### DOCUMENT PASSAGE
A 76-year-old patient with known twovessel CAD and severly impaired ejection fraction. History of PCI/stenting of the RCA and LAD. Referred for PET because of typical angina.


System: Discovery™ MI. PET MPI with 392 MBq 13N-NH3 for stress (adenosine) and 250 MBq for rest and PET FDG for viability testing with 199 MBq 18F-FDG.


Semiquantitative PET MPI shows a fixed perfusion defect in the apical and anteroapical wall that is slightly larger during adenosine near the anterolaterobasal border. Quantitative PET findings match the regional findings nicely. FDG PET shows no, to minimal, uptake in the areas of the fixed perfusion defect.

Gated PET (NH3 stress/rest as well as FDG) shows LVEF is 31% with severely hypokinetic/akinesia in all apical segments. A diagnosis was reported of an apical/anteroapical myocardial scar without viability with a minimal adjacent area of ischemia in the very anterolaterobasal wall.

Case 2

Patient history

A 59-year-old male with known two-vessel CAD disease and chronic occlusion of the LAD and the RCA. Collaterals via LCX. Referred for hybrid PET/CCTA shortly after invasive coronary angiography for documentation of the length of the lesion and question for ischemia.


System: Discovery MI. PET MPI with 198 MBq 13N-NH3 for stress (adenosine) and 305 MBq for rest (1.01 mSv). Coronary CT angiography on RevolutionTM CT with 60 ml Visipaque 320 at 0.95 mSv. BMI 34 kg/m2.

### DATASET
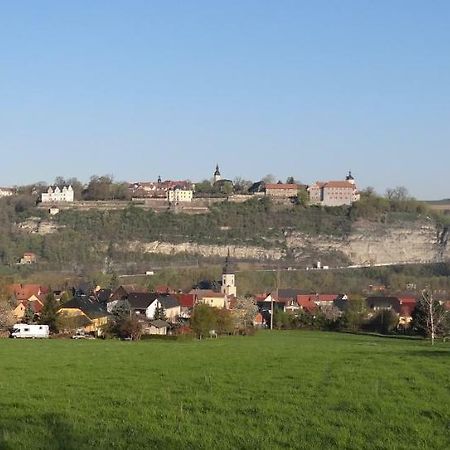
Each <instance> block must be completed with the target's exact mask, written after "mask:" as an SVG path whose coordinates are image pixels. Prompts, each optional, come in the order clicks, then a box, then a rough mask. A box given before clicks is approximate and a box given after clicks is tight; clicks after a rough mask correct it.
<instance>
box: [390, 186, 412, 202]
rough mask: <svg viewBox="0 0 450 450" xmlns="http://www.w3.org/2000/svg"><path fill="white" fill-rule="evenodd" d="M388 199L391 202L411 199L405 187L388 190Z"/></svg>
mask: <svg viewBox="0 0 450 450" xmlns="http://www.w3.org/2000/svg"><path fill="white" fill-rule="evenodd" d="M386 197H387V198H388V199H389V200H396V201H405V200H409V199H410V198H411V197H410V196H409V193H408V189H406V188H405V187H404V186H397V187H395V188H393V189H387V190H386Z"/></svg>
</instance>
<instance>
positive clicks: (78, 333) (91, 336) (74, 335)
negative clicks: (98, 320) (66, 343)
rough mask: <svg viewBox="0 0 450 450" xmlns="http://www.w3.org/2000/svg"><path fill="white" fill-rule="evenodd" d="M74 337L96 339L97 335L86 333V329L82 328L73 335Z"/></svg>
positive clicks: (83, 338) (77, 337) (89, 338)
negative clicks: (95, 338) (85, 331)
mask: <svg viewBox="0 0 450 450" xmlns="http://www.w3.org/2000/svg"><path fill="white" fill-rule="evenodd" d="M72 339H95V337H94V336H92V334H88V333H85V331H84V330H83V329H82V328H80V329H78V330H77V331H76V332H75V334H74V335H73V336H72Z"/></svg>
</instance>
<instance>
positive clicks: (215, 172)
mask: <svg viewBox="0 0 450 450" xmlns="http://www.w3.org/2000/svg"><path fill="white" fill-rule="evenodd" d="M213 179H214V183H217V182H218V181H219V180H221V179H222V176H221V175H220V170H219V164H216V171H215V172H214V177H213Z"/></svg>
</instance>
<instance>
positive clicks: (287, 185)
mask: <svg viewBox="0 0 450 450" xmlns="http://www.w3.org/2000/svg"><path fill="white" fill-rule="evenodd" d="M266 189H298V185H296V184H288V183H275V184H266Z"/></svg>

### PARTS OF THE EXERCISE
1: In the cardiac PET case passage, list every radiotracer activity given in MBq.
2: Duplicate the part of the cardiac PET case passage starting at "Gated PET (NH3" and ending at "question for ischemia.".
The rows have no connection to the cardiac PET case passage.

### TASK RESULTS
1: 392 MBq, 250 MBq, 199 MBq, 198 MBq, 305 MBq

2:
Gated PET (NH3 stress/rest as well as FDG) shows LVEF is 31% with severely hypokinetic/akinesia in all apical segments. A diagnosis was reported of an apical/anteroapical myocardial scar without viability with a minimal adjacent area of ischemia in the very anterolaterobasal wall.

Case 2

Patient history

A 59-year-old male with known two-vessel CAD disease and chronic occlusion of the LAD and the RCA. Collaterals via LCX. Referred for hybrid PET/CCTA shortly after invasive coronary angiography for documentation of the length of the lesion and question for ischemia.